----- Provided information

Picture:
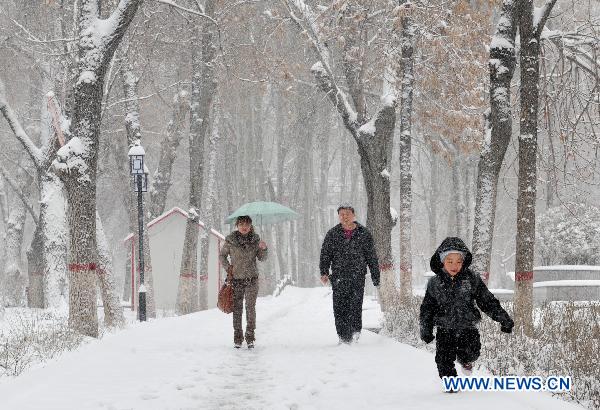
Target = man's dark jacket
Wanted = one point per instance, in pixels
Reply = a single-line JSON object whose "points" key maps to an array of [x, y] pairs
{"points": [[450, 301], [349, 259]]}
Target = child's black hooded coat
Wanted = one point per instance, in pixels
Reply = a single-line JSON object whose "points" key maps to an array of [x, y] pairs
{"points": [[450, 301]]}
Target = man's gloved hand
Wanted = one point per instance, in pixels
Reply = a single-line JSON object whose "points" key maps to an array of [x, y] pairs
{"points": [[427, 338]]}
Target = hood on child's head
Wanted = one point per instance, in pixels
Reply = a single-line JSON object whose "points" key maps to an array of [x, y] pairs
{"points": [[451, 243]]}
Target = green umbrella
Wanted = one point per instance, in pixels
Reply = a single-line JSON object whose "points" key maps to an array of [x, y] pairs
{"points": [[263, 213]]}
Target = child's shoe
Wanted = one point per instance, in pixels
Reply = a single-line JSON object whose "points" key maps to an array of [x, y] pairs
{"points": [[466, 368]]}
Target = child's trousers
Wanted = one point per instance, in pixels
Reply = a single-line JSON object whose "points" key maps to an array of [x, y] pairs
{"points": [[463, 345]]}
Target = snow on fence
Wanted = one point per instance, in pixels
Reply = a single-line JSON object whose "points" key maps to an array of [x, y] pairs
{"points": [[166, 234], [565, 283]]}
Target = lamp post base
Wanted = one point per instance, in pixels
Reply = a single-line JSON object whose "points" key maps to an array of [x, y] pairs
{"points": [[142, 306]]}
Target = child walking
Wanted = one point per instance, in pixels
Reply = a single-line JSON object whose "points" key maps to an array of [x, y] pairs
{"points": [[449, 304]]}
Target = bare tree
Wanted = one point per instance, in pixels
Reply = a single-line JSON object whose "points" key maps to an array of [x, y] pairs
{"points": [[530, 29], [373, 135], [77, 160], [498, 130], [204, 84]]}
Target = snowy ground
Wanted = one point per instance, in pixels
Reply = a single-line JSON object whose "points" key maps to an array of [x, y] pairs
{"points": [[189, 363]]}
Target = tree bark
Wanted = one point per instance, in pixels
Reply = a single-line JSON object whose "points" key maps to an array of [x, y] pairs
{"points": [[497, 133], [204, 84], [530, 32], [406, 110], [113, 312], [77, 161], [161, 180]]}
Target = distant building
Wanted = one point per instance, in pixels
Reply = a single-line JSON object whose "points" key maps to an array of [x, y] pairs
{"points": [[166, 234], [565, 282]]}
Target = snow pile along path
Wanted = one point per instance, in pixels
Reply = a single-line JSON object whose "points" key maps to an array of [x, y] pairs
{"points": [[189, 363]]}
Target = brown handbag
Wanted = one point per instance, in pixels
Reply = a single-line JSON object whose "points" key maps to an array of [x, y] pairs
{"points": [[225, 299]]}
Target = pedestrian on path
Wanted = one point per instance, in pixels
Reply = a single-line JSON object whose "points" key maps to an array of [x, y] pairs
{"points": [[449, 304], [348, 250], [238, 257]]}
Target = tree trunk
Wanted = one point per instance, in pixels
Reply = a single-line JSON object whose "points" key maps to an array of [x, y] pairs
{"points": [[373, 150], [113, 313], [77, 161], [526, 199], [12, 282], [54, 234], [433, 202], [497, 132], [161, 180], [204, 85], [35, 269], [406, 110]]}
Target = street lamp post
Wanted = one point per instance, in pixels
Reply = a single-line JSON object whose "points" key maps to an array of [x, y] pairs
{"points": [[140, 182]]}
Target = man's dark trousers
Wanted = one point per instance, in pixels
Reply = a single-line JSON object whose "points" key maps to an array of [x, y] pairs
{"points": [[347, 305], [453, 344]]}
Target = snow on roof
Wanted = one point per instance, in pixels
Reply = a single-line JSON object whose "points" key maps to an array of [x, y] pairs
{"points": [[136, 150], [567, 267], [566, 283], [168, 214]]}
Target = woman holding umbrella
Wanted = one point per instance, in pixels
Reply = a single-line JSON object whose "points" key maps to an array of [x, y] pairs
{"points": [[243, 247]]}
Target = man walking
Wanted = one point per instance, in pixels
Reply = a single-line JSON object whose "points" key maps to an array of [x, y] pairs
{"points": [[348, 249]]}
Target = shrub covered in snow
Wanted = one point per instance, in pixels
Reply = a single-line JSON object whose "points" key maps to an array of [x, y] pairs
{"points": [[569, 234], [30, 337], [566, 342]]}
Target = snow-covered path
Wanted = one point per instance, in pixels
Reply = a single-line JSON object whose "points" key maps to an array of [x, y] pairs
{"points": [[189, 363]]}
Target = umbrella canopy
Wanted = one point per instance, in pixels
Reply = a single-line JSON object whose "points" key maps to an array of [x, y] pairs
{"points": [[263, 213]]}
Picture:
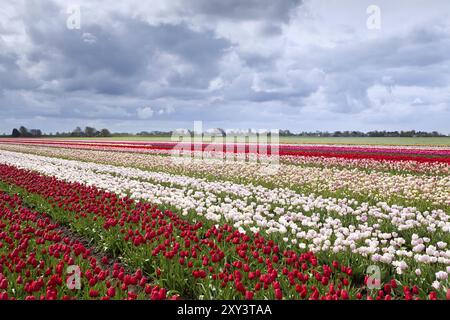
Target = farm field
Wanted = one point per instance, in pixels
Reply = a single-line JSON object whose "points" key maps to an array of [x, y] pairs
{"points": [[312, 221], [418, 141]]}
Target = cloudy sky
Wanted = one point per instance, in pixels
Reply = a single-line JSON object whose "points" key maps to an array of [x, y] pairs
{"points": [[161, 64]]}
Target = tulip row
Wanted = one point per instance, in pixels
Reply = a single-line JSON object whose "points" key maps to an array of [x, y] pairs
{"points": [[429, 155], [382, 234], [432, 168], [422, 191], [196, 259], [39, 260]]}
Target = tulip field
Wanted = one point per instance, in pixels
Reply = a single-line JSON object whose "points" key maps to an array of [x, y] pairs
{"points": [[105, 219]]}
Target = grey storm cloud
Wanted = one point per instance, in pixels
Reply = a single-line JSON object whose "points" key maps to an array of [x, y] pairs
{"points": [[302, 65]]}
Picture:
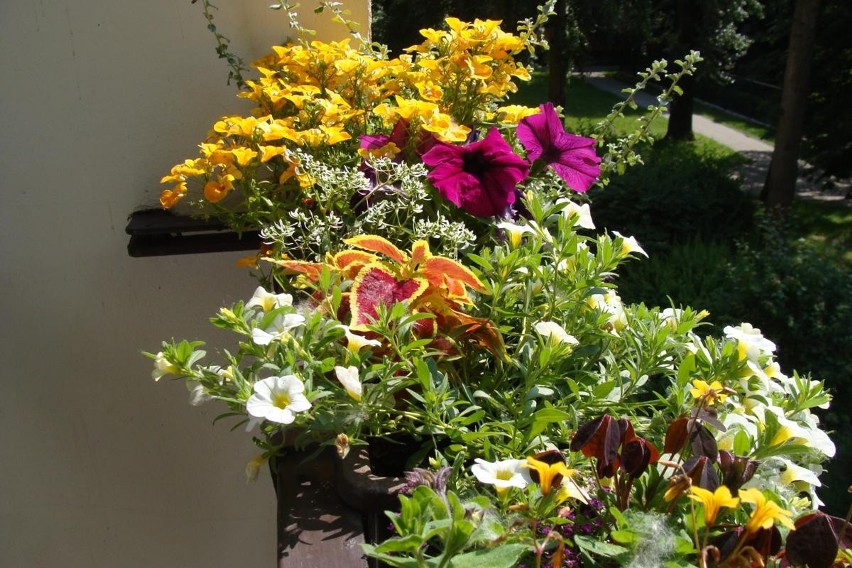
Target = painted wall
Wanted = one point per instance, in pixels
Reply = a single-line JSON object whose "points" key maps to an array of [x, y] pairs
{"points": [[100, 466]]}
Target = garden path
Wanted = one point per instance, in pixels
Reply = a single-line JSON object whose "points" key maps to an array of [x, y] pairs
{"points": [[757, 152]]}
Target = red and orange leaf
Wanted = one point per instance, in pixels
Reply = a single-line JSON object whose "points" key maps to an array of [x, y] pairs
{"points": [[375, 285], [350, 262], [446, 267], [380, 245], [480, 331]]}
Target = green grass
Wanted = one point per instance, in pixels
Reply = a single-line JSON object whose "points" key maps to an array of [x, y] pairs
{"points": [[825, 224], [740, 124], [588, 105]]}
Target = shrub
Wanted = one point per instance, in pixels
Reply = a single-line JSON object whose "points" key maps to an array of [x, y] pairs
{"points": [[684, 192]]}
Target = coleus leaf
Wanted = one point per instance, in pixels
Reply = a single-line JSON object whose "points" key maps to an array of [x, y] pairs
{"points": [[380, 245], [377, 285], [350, 262]]}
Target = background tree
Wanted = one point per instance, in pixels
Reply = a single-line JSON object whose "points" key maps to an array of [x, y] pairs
{"points": [[640, 30], [780, 184]]}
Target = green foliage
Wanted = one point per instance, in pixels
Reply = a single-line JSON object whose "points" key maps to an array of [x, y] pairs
{"points": [[683, 192]]}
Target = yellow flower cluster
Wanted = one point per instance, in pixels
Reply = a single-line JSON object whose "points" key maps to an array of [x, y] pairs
{"points": [[315, 96]]}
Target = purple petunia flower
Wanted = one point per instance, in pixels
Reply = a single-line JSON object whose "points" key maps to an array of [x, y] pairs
{"points": [[479, 177], [572, 157]]}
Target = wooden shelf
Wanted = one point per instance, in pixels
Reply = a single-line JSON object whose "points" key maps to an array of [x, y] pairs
{"points": [[156, 232]]}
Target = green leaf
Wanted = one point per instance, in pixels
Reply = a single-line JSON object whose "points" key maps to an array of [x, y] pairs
{"points": [[599, 548], [624, 537], [603, 389], [410, 543], [502, 556]]}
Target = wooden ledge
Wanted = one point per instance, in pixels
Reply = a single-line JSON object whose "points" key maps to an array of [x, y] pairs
{"points": [[156, 232]]}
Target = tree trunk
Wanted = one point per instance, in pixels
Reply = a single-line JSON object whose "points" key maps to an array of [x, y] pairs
{"points": [[780, 186], [680, 111], [688, 15], [557, 65]]}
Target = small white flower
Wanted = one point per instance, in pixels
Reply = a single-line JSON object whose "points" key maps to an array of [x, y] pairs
{"points": [[502, 474], [281, 325], [268, 301], [163, 367], [610, 303], [630, 245], [278, 399], [750, 341], [197, 394], [582, 213], [348, 377], [555, 332]]}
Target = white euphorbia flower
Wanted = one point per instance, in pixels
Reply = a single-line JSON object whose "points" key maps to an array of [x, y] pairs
{"points": [[630, 245], [583, 213], [281, 325], [349, 378], [750, 341], [502, 474], [278, 399], [555, 332], [355, 342], [268, 301], [197, 394], [162, 367], [516, 232]]}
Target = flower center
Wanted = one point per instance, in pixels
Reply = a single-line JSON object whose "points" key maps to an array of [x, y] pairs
{"points": [[281, 400], [474, 163], [504, 475]]}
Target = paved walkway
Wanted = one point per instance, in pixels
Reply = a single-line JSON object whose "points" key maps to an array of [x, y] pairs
{"points": [[758, 152]]}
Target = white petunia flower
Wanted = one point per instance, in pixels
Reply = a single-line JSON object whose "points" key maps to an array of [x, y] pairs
{"points": [[502, 474], [630, 245], [555, 332], [750, 341], [349, 378], [281, 325], [582, 212], [268, 301], [805, 432], [162, 367], [278, 399]]}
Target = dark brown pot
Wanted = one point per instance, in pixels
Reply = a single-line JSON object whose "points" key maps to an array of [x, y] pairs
{"points": [[328, 507]]}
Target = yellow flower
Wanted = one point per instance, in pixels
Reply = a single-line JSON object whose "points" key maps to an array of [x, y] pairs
{"points": [[713, 501], [244, 156], [712, 392], [549, 474], [765, 512]]}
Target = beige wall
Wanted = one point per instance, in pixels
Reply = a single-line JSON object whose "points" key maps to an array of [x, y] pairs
{"points": [[99, 466]]}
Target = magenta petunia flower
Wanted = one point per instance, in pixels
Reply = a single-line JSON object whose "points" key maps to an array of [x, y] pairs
{"points": [[572, 157], [479, 177]]}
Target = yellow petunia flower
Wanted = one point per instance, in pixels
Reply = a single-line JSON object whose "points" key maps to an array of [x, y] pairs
{"points": [[712, 392], [549, 474], [713, 501]]}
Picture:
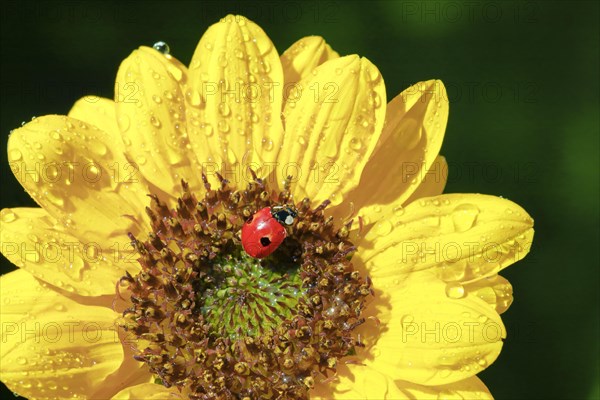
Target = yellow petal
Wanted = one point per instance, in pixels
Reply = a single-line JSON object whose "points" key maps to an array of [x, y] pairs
{"points": [[434, 181], [468, 389], [431, 337], [495, 290], [100, 112], [29, 239], [147, 391], [411, 140], [302, 57], [152, 119], [332, 128], [235, 89], [52, 346], [461, 237], [366, 384], [80, 176]]}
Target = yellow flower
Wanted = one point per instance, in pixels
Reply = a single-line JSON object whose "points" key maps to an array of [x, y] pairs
{"points": [[415, 310]]}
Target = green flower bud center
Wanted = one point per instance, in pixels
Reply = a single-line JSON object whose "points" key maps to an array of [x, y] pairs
{"points": [[245, 296]]}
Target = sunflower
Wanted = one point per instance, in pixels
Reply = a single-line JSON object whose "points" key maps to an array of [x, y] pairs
{"points": [[133, 282]]}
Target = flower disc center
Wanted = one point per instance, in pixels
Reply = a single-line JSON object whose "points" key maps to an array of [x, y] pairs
{"points": [[242, 296]]}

----------

__Task objective__
Emit the lines from the line containing "Target = dark brown pot" to the final line of the material, inclusive, exactly as written; pictures are excluded.

__Written reply__
Target = dark brown pot
Wanted = one point per instance, in pixels
Reply = a single-line JSON object whose "points" key maps to an array of [x, y] pairs
{"points": [[328, 507]]}
Target = yellow flower
Wanted = one point per instance, in pixels
Reply = a single-line JSON object whose "points" key maps to an array of [x, y] pairs
{"points": [[713, 501], [244, 156], [712, 392], [549, 474], [765, 512]]}
Target = beige wall
Wanted = one point per instance, in pixels
Reply = a single-line JSON object whose "points" key maps to an array of [x, y] pairs
{"points": [[99, 466]]}
Target = magenta petunia flower
Wanted = one point per instance, in pixels
Reply = a single-line JSON object whose "points" key maps to an array of [x, y] pairs
{"points": [[572, 157], [479, 177]]}
Target = yellow petunia flower
Wanted = one point per instance, in pixels
Reply = a single-line JSON object whose "points" key maps to an array of [x, y] pairs
{"points": [[712, 392], [549, 474], [713, 501]]}
Picture:
Target = yellow petal
Wanted = one point per instance, in pixels
Reply = a single-line JSON object whose "points" key maps to an array of [x, y] pairs
{"points": [[434, 181], [468, 389], [431, 337], [495, 290], [100, 112], [29, 239], [147, 391], [411, 140], [302, 57], [152, 119], [332, 128], [235, 89], [52, 346], [461, 237], [366, 384], [80, 176]]}
Target = yellow flower
Wanted = one point per instance, in pixels
Reply = a single-line JSON object whose "points" key maps to an array of [x, y] pairs
{"points": [[415, 310]]}
Target = green flower bud center
Wanted = one point per instance, in pixels
Reply = a single-line JSON object whose "points" key maps to an array of [x, y] pairs
{"points": [[245, 296]]}
Target = sunflower
Wanted = one point per instance, in pixels
Reply = a single-line JSON object whose "points" key maps to an array of [x, y] pairs
{"points": [[133, 282]]}
Target = flower disc center
Wanted = one point per instance, in pixels
Reply = a single-line JSON object whose "points" key maps to an array of [x, y] pairs
{"points": [[242, 296]]}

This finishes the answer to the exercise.